--- Start of Passage ---

If the changes are the result of additional information about the facts and circumstances
that existed at the acquisition date, they are measurement period adjustments and are
to be accounted for as discussed at 12 below. [IFRS 3.58].
7.2
Replacement share-based payment awards
Acquirers often exchange share-based payment awards (i.e. replacement awards) for
awards held by employees of the acquiree. These exchanges frequently occur because
the acquirer wants to avoid the effect of having non-controlling interests in the
acquiree, the acquirer’s shares are often more liquid than the shares of the acquired
business after the acquisition, and/or to motivate former employees of the acquiree
toward the overall performance of the combined, post-acquisition business.
If the acquirer replaces any acquiree awards, the consideration transferred will include
some or all of any replacement share-based payment awards. However, arrangements
that remunerate employees or former owners for future services are excluded from
consideration transferred (see 11.2 below).

--- End of Passage ---

* Requirement 1 *
Write out the passage on replacement share-based payment awards word for word, starting at "If the changes" and ending at "combined, post-acquisition business.".
The passage and the records are unrelated material.

--- Start of Records supplied ---

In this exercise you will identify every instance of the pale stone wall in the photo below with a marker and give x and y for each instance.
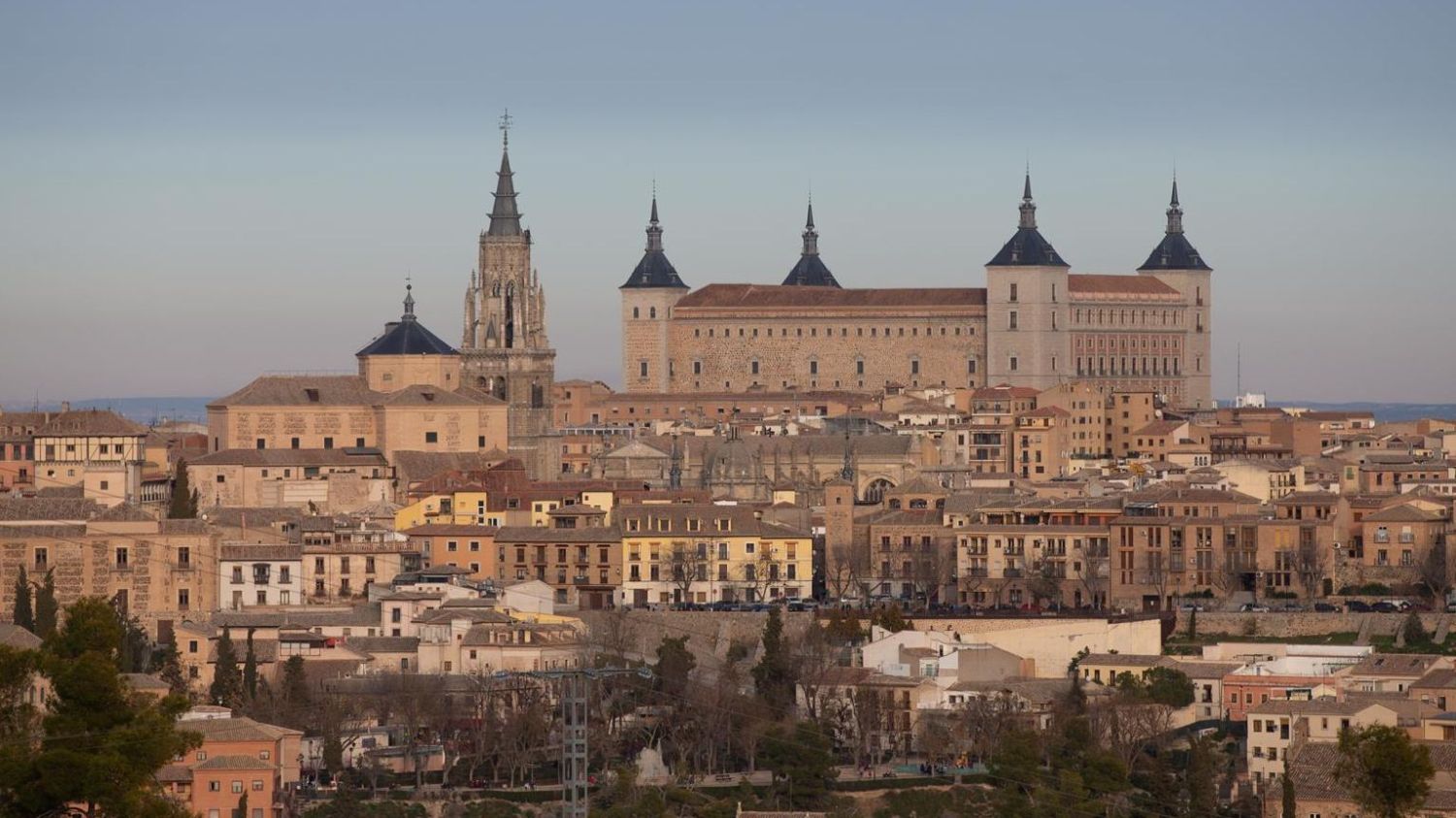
(1027, 329)
(716, 354)
(277, 427)
(645, 337)
(1054, 642)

--- End of Records supplied ---

* Requirement 2 *
Reproduce the records above word for word, including every line and point, but leave out the pictures.

* Written solution 1 *
If the changes are the result of additional information about the facts and circumstances
that existed at the acquisition date, they are measurement period adjustments and are
to be accounted for as discussed at 12 below. [IFRS 3.58].
7.2
Replacement share-based payment awards
Acquirers often exchange share-based payment awards (i.e. replacement awards) for
awards held by employees of the acquiree. These exchanges frequently occur because
the acquirer wants to avoid the effect of having non-controlling interests in the
acquiree, the acquirer’s shares are often more liquid than the shares of the acquired
business after the acquisition, and/or to motivate former employees of the acquiree
toward the overall performance of the combined, post-acquisition business.

* Written solution 2 *
In this exercise you will identify every instance of the pale stone wall in the photo below with a marker and give x and y for each instance.
(1027, 329)
(716, 354)
(277, 427)
(645, 337)
(1054, 642)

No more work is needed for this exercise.